- [SOURCE MATERIAL]:
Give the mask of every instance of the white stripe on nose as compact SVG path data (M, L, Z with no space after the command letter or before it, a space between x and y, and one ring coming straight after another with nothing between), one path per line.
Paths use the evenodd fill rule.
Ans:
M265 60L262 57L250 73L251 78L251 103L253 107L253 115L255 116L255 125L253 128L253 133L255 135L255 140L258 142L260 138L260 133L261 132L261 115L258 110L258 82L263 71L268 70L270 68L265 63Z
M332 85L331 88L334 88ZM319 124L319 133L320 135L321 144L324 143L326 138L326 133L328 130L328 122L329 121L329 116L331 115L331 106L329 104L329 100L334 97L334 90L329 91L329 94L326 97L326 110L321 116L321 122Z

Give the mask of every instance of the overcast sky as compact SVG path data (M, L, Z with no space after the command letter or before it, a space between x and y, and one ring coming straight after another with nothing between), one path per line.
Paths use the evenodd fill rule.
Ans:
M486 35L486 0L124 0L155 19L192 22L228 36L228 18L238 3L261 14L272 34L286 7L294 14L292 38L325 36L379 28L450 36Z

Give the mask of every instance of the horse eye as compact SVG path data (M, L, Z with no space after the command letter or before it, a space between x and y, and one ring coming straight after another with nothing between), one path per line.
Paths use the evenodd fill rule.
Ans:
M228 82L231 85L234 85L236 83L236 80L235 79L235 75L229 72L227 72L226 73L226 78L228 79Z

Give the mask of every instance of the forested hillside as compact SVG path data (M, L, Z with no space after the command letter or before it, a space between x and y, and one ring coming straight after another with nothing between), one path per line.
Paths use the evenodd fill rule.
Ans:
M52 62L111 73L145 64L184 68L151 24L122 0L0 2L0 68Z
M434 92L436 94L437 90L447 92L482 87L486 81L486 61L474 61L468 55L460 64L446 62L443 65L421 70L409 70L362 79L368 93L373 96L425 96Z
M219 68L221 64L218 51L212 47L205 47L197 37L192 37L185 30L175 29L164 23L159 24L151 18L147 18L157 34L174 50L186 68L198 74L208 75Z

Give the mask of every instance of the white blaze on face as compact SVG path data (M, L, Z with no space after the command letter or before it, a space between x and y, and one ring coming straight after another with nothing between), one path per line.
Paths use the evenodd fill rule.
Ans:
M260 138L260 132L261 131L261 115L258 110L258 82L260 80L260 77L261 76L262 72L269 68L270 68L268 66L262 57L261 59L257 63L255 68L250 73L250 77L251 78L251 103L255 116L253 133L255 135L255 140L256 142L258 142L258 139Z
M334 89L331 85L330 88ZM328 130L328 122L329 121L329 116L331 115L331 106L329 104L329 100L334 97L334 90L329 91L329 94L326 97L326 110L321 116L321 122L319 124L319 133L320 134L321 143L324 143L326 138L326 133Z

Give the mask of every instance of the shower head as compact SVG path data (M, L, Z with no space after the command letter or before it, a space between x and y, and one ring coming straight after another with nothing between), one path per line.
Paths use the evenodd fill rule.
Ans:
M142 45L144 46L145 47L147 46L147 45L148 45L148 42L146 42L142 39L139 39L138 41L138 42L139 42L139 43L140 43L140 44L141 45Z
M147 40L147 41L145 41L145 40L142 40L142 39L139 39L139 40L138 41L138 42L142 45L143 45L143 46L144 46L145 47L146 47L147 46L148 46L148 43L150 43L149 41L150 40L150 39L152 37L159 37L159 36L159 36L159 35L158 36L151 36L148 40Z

==

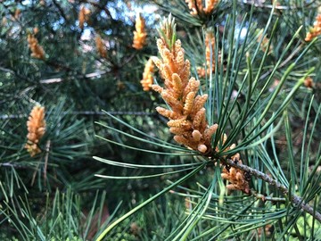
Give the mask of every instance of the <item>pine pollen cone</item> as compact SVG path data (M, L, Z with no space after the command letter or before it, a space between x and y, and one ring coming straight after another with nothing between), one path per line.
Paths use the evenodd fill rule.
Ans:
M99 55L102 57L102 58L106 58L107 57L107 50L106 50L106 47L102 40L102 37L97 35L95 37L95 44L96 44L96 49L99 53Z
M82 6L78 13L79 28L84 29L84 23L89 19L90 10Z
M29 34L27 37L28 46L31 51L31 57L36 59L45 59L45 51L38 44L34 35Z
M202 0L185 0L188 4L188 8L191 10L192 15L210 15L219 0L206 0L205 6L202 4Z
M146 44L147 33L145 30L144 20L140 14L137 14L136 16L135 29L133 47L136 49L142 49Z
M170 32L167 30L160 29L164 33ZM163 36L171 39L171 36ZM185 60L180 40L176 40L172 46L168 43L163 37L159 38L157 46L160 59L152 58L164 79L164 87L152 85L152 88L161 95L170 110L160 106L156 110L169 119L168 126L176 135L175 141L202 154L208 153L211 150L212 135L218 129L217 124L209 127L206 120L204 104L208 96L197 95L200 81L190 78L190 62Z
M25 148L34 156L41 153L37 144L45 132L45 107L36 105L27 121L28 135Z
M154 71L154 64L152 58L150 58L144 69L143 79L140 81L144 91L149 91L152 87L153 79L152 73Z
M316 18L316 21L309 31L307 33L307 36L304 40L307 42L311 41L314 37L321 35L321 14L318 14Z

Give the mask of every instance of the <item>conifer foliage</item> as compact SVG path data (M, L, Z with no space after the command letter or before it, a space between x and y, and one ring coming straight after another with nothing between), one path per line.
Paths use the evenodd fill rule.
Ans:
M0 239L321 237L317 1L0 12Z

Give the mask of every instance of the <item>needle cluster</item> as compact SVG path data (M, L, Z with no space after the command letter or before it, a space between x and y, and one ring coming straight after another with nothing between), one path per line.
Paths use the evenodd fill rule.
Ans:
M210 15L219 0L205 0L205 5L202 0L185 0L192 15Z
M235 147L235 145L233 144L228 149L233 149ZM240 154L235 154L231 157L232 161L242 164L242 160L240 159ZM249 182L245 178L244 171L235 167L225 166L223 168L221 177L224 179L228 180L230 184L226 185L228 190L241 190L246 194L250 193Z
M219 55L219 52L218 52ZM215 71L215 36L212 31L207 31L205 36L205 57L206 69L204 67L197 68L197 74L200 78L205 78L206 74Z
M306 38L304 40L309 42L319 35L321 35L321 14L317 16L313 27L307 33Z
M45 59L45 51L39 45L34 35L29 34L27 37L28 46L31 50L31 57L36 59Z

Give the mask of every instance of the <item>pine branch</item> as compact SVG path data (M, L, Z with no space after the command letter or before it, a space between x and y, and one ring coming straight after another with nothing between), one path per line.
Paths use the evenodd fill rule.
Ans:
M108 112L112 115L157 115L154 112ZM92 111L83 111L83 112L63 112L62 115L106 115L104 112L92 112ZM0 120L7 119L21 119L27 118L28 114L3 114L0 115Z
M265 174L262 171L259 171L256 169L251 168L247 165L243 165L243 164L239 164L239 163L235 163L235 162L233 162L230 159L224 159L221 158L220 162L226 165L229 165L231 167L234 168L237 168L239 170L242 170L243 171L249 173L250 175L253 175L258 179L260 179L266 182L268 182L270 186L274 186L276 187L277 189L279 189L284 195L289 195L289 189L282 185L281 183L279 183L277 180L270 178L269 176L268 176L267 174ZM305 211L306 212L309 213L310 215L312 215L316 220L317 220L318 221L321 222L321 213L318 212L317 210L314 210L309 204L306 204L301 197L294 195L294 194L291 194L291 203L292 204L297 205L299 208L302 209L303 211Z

* * *

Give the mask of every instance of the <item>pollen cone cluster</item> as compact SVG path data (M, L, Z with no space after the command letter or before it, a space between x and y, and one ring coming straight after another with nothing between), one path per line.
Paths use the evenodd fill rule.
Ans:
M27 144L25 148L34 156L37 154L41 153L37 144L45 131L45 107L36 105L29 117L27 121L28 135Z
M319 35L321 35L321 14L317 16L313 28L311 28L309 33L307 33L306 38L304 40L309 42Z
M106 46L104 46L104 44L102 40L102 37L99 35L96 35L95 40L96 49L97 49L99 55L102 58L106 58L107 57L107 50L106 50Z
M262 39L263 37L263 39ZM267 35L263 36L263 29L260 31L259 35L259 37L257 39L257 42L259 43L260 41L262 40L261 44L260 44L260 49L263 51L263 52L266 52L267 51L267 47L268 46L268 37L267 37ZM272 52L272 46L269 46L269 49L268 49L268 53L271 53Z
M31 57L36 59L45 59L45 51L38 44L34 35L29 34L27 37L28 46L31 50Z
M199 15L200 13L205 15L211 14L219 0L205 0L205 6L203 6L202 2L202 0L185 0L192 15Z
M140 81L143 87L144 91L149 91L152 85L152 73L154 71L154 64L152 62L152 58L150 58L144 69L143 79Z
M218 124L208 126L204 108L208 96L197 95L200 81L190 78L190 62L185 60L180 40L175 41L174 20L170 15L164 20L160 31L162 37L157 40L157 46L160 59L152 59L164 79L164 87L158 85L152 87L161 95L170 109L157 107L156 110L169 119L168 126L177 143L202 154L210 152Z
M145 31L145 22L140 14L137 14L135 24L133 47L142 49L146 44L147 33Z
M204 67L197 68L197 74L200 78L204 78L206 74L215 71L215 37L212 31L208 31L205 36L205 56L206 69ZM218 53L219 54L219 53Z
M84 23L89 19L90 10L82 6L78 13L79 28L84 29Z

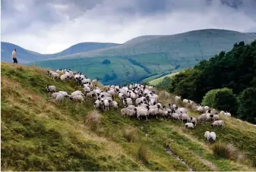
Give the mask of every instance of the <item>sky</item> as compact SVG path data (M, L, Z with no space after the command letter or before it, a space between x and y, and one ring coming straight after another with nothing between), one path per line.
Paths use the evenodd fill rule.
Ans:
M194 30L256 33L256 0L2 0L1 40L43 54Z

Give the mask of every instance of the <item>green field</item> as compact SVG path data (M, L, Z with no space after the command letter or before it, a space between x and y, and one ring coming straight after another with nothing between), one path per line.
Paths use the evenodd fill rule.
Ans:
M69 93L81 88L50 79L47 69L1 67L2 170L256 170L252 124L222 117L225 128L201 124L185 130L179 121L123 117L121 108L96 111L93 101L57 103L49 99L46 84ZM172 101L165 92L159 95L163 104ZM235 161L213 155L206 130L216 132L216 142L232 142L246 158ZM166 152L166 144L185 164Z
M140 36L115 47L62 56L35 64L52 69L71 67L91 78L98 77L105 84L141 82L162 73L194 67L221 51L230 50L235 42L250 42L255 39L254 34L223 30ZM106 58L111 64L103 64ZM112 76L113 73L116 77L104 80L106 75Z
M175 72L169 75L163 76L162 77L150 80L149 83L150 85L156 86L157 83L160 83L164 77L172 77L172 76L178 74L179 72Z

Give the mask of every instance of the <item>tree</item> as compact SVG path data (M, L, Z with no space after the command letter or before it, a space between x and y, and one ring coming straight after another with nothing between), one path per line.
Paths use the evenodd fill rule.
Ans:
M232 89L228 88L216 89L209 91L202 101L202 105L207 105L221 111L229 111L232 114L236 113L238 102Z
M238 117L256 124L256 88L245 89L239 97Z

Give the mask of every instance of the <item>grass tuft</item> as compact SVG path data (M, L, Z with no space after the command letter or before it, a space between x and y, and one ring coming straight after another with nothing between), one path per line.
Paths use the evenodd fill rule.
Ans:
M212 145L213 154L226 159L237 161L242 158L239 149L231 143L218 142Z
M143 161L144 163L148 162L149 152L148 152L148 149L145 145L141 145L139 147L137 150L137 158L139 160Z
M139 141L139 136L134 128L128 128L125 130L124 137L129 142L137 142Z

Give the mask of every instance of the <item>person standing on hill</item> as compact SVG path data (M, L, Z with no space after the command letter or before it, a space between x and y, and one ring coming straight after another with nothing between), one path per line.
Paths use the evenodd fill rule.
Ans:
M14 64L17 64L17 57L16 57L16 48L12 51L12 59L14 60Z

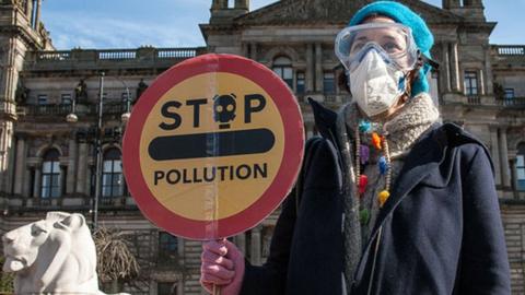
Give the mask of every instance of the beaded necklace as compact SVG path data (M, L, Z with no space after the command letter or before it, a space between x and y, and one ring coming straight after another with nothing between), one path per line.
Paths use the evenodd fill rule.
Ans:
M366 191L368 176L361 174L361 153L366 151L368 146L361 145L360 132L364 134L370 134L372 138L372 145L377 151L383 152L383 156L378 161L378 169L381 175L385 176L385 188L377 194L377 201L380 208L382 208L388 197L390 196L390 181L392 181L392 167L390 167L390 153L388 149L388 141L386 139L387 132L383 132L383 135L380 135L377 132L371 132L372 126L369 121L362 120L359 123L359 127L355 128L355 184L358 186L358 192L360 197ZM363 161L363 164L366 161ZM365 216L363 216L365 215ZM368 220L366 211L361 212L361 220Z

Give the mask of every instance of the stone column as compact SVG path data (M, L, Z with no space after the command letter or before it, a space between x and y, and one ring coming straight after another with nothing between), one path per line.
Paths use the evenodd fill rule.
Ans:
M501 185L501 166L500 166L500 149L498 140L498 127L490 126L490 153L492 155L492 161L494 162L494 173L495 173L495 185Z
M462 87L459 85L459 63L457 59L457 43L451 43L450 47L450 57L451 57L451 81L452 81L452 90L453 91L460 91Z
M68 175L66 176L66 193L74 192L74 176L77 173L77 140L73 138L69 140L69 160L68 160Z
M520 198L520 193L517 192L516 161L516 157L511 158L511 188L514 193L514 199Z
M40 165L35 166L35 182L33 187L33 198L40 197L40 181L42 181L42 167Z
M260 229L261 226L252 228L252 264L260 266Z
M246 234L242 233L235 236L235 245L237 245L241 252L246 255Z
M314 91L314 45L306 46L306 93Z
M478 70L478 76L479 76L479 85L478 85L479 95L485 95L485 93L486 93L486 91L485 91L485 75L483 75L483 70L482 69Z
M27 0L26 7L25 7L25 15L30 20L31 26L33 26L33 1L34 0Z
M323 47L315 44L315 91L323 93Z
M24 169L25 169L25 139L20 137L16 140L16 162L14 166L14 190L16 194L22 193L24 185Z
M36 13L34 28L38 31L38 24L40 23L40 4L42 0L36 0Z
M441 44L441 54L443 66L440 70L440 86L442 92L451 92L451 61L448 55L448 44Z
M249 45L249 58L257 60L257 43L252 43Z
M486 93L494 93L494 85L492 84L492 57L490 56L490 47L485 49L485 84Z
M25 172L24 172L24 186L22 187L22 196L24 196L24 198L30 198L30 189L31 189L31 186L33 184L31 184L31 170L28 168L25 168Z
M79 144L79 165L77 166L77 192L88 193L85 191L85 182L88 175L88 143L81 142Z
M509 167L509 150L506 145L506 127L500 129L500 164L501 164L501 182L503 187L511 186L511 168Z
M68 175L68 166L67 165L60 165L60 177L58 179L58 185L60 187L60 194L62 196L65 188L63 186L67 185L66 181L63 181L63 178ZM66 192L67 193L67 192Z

- [WORK TO COMPLETE]: Find every line of the material that contains the string "pine" and copy each such line in full. Case counts.

- [OUTPUT]:
Give the mask of every instance of the <item>pine pollen cone</item> as compact SVG path data (M, L, Z with no space after the command letter or before it, a space between x and y, and one ring coming straight after another with nothing between), one path per line.
Give the mask of every instance of the <item>pine branch</item> as compact SVG path data (M, L, Z with no space after the command letter or before it, a space between x and y, and one ring coming straight after another with nothing between), one path per line.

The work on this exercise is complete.